■ **ÜBUNGSAUFGABEN**:
a. Was muss laut dem Text zur Überschwemmung in der Elementarschadenversicherung mit dem Wasser passieren, damit eine Überflutung vorliegt?
b. Schreib den Text zur Überschwemmung in der Elementarschadenversicherung weiter, und zwar ab der Stelle, an der er aufhört.

Wussow - Informationen zum Versicherungs- und Haftpflichtrecht (Bsp. eines Beitrags aus dem Bereich der Elementarschadenversicherung)

Schaden, Versicherung und Haftpflicht
01.03.20101290 Mal gelesen
Zum Begriff der Überschwemmung in der Elementarschadenversicherung (§ 3 BEW)
Grundlagen 

Eine versicherte Überschwemmung des Versicherungsgrundstücks in der erweiterten Elementarschadenversicherung liegt gemäß § 3 Abs. 1 BEW regelmäßig dann vor, wenn eine Überflutung des Grund und Bodens, auf dem das versicherte Gebäude steht (Versicherungsgrundstück) durch Ausuferung von oberirdischen (stehenden und fließenden) Gewässern oder Witterungsniederschlägen stattfindet. Voraussetzung für eine derartige Überflutung ist, daß Wasser über die Oberfläche hinaustritt und nicht mehr "erdgebunden" ist. Eine bloße Anreicherung des Erdbodens mit Wasser bis zur Sättigungsgrenze reicht nicht aus. Ebenso wenig genügt ein bloßes Auftreffen des Wassers auf den Boden, wenn dieses anschließend sofort versickert oder abfließt. Unerheblich ist jedoch die Höhe der Überflutung oder ob das über die Oberfläche hinausgetretene Wasser steht oder in Bewegung ist. Wesentlich für die Entschädigungspflicht des Versicherers ist, daß der Schaden durch die Überflutung eingetreten ist (BGH, VersR 2005, 828; OLG Celle, VersR 1979, 178; OLG Karlsruhe, Urteil vom 05.07.2001, 19 U 19/01; OLG Hamm, VersR 1992, 1506; 2006, 544 L; LG Berlin, VersR 2005, 403; vgl. Wussow, R., VersR 2008, 1292).

  Aktuelles 

Zum Begriff sowie den Anforderungen an den Nachweis einer Überschwemmung in der erweiterten Elementarschadenversicherung liegen Entscheidungen des AG Heinsberg, des AG Kiel sowie des AG Rendsburg vor:

 

a) Urteil des AG Heinsberg vom 22.01.2007 (r s 2009, 25)

■ **BEREITGESTELLTES MATERIAL**:

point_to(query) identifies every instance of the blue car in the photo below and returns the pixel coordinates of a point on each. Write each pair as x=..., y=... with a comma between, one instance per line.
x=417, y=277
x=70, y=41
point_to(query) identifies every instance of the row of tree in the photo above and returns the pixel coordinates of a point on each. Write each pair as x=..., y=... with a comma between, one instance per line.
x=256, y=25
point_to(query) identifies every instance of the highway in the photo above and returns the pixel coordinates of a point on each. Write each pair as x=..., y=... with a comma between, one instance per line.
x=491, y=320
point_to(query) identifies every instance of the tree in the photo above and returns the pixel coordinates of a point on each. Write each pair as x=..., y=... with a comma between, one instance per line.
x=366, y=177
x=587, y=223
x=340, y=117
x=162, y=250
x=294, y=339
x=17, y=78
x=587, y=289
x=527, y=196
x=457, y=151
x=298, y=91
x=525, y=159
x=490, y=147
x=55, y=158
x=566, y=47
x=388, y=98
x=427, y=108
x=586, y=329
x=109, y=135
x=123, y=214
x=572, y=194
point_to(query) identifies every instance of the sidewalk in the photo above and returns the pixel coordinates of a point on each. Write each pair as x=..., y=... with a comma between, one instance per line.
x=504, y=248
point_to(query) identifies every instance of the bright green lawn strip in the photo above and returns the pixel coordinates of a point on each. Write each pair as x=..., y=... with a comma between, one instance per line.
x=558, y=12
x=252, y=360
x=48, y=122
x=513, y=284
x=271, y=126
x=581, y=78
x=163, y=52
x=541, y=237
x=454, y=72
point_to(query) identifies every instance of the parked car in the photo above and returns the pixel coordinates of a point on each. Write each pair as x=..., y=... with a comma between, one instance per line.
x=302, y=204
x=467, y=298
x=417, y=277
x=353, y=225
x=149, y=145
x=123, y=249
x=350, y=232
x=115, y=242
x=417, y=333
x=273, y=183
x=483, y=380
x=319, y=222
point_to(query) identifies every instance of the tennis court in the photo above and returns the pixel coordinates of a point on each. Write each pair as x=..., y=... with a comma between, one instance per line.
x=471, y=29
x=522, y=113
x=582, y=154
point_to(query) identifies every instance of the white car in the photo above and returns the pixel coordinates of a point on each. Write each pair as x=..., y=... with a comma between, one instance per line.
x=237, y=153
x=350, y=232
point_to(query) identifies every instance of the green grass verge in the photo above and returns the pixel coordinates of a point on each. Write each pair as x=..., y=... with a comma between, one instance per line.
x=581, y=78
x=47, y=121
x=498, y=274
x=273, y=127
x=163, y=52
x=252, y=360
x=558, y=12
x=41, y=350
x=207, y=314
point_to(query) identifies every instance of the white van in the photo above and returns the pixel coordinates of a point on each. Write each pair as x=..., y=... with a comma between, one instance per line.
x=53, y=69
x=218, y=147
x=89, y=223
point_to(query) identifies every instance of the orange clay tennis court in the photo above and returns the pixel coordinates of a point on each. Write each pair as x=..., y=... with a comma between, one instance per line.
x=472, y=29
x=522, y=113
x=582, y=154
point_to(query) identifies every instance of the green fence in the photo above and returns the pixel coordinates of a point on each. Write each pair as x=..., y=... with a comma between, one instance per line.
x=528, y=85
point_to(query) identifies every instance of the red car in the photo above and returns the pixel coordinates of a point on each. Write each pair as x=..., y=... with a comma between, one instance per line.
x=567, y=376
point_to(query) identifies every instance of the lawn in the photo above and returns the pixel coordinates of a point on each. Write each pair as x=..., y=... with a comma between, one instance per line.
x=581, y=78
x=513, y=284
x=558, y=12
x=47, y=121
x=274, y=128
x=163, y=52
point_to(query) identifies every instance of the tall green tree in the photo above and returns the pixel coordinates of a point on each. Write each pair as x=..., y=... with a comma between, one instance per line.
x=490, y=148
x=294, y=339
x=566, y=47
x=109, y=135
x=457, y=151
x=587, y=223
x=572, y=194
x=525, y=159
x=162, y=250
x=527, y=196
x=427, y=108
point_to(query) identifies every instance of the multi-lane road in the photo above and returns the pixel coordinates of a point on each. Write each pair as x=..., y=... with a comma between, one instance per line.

■ **LÖSUNGEN ZU ÜBUNGEN**:
a. Das Wasser muss über die Oberfläche hinaustreten und darf nicht mehr „erdgebunden“ sein.

b.
 

Das Gericht sieht es hier bereits als fraglich an, ob eine Überflutung eines Teils des Grundstücks, nämlich der Hoffläche und der Einfahrt, was dazu geführt haben soll, daß zwei in der Nähe der Einfahrt gelegene Kellerlichtschächte voll Wasser gelaufen seien, als eine "Überschwemmung" angesehen werden kann (vgl. hierzu auch LG Kempten, r s 2009, 71). Jedenfalls habe der VN eine Schadenursächlichkeit des durch die Kellerschächte in das Gebäude eingetretenen Regenwassers für 2 Jahre später im Kellerraum aufgetretene Feuchtigkeitsschäden nicht bewiesen. Diese Schäden hätten auch durch aufsteigendes Grundwasser, falsche Isolierung oder Risse in der Außenwand des Gebäudes bzw. durch ein falsches Heizungs- oder Lüftungsverhalten des VN verursacht worden sein können. Legt der VN nicht dar, daß diese anderen möglichen Schadenursachen ausscheiden und vielmehr allein der Wassereintritt über die Kellerschächte schadenursächlich gewesen sein soll, gehe dies zu seinen Lasten, da er für das Vorliegen eines Versicherungsfalles darlegungs- und beweispflichtig sei.

  

b) AG Kiel, Urteil vom 07.06.2007 (r s 2009, 22)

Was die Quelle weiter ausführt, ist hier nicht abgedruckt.